If you mount the ballasts elsewhere, say, under the cabinet then probably not. I recently moved my sister's ballasts out of her canopy and into the stand and it really lowered the temps.


----------



## turtlehead (Nov 27, 2004)

What if the ballast was inside? How many fans then?


----------



## QuantumCranker (Oct 9, 2005)

I would at least say one 80mm fan drawing air out. If not, two, one out and one in. in opposite ends. Just remmeber, the smaller they are, usually, the faster they are. and the faster they are, the louder they are.


----------



## turtlehead (Nov 27, 2004)

I don't really care about the loudness as long as it's not too loud.


----------



## QuantumCranker (Oct 9, 2005)

http://www.radioshack.com/product/index.jsp?productId=2102825&cp=&pg=1&kw=fan&parentPage=search
something like that would do the trick


----------



## turtlehead (Nov 27, 2004)

How would I wire it then?


----------



## QuantumCranker (Oct 9, 2005)

Well its 120VAC, so IT WILL KILL YOU! But you would wire it in the line between the switch and the ballast. That way it will come on when the lights do. That's the simplest way. Some people like to use thermostats and have them only run when it gets hot enough. (little more complicated, not much) Just do it right and take your time and most of all, SEAL THE CONNECTIONS GOOD. I like to use heatshrink tubing and then liquid black tape.


----------



## hoppycalif (Apr 7, 2005)

Don't wire the fan in series with the lights! That would reduce the voltage seen by both the fan and the light. Instead, wire the fan in parallel with the lights, but "downstream" of the switch, so the switch controls both. In other words - connect all of the commons (white wires) together with the incoming white wire. Then connect the incoming black wire to one side of the switch, and the black wires from the fan and from the light to the other side of the switch. You want the switch to turn on and off the hot wire - the black wire - to both the fan and the lights. I hope that is understandable.


----------



## QuantumCranker (Oct 9, 2005)

Very good point, hoppy. Thanks for taking it further for him.


----------

Extracted entries |
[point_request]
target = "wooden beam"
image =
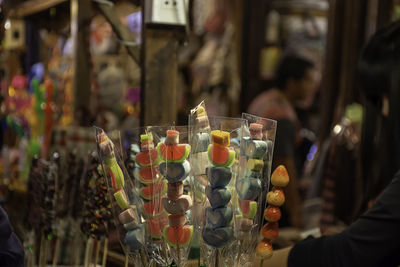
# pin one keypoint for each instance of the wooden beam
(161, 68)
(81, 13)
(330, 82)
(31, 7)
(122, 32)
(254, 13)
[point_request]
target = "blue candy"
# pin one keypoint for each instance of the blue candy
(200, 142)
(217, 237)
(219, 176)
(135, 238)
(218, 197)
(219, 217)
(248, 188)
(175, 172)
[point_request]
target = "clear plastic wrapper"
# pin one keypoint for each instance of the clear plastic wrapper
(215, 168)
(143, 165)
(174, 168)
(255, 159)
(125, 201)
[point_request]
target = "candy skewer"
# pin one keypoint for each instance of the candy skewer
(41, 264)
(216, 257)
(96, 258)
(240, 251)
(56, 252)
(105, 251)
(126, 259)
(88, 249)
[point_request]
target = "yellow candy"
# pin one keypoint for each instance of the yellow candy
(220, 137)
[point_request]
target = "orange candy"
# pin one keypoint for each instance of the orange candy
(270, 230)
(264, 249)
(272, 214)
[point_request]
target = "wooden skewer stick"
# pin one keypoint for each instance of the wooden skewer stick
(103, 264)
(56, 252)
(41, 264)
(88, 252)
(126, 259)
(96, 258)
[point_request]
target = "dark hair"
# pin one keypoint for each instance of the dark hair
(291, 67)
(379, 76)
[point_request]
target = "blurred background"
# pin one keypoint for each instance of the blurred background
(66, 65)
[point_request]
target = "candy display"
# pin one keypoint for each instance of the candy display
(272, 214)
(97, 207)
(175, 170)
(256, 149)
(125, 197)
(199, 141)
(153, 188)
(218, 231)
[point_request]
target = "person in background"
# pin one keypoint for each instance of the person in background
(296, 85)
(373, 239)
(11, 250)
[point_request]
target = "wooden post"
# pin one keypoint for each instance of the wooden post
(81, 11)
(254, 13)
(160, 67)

* * *

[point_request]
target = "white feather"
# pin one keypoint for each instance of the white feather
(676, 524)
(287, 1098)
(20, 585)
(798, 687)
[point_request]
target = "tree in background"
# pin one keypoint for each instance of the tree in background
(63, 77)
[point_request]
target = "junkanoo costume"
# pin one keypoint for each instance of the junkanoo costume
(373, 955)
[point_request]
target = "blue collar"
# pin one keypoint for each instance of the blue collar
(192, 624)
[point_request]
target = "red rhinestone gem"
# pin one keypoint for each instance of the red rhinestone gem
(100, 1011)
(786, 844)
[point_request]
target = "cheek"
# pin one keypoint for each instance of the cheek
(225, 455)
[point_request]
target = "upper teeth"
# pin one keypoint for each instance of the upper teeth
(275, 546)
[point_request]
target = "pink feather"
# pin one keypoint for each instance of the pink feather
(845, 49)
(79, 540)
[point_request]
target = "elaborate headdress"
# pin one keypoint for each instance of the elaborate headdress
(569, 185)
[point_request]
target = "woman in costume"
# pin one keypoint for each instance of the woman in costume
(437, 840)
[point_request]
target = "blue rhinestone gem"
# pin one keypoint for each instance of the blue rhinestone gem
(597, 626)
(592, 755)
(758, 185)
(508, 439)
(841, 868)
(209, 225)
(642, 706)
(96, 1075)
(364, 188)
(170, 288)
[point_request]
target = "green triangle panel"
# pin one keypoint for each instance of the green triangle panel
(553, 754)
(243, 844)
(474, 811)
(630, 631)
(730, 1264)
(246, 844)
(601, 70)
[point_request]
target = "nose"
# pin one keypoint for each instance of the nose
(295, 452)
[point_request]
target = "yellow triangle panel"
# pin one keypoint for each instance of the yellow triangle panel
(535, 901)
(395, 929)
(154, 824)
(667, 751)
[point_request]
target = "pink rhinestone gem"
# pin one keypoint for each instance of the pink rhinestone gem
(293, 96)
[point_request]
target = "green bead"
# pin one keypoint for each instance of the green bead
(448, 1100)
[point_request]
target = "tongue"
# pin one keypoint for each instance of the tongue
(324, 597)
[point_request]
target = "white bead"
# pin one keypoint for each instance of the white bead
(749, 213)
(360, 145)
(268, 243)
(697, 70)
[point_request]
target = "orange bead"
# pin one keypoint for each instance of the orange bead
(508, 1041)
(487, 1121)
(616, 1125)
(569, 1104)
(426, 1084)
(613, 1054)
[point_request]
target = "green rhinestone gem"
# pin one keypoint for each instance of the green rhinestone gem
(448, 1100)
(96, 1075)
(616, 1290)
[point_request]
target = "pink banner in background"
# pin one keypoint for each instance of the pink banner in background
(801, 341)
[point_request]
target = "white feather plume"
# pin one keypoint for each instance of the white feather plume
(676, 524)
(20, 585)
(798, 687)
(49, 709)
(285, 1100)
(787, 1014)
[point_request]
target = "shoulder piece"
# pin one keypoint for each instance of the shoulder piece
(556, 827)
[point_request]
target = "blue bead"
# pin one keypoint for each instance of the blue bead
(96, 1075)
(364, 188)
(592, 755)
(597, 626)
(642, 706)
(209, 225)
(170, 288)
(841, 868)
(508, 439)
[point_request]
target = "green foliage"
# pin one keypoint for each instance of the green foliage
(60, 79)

Problems and tasks |
A) In the forum thread on aquarium light fans, what does hoppycalif say would happen if the fan were wired in series with the lights?
B) Reproduce the forum thread on aquarium light fans word for word from "Don't wire the" to "that is understandable.".
None of the data is needed here.

Solved tasks |
A) It would reduce the voltage seen by both the fan and the light.

B)
Don't wire the fan in series with the lights! That would reduce the voltage seen by both the fan and the light. Instead, wire the fan in parallel with the lights, but "downstream" of the switch, so the switch controls both. In other words - connect all of the commons (white wires) together with the incoming white wire. Then connect the incoming black wire to one side of the switch, and the black wires from the fan and from the light to the other side of the switch. You want the switch to turn on and off the hot wire - the black wire - to both the fan and the lights. I hope that is understandable.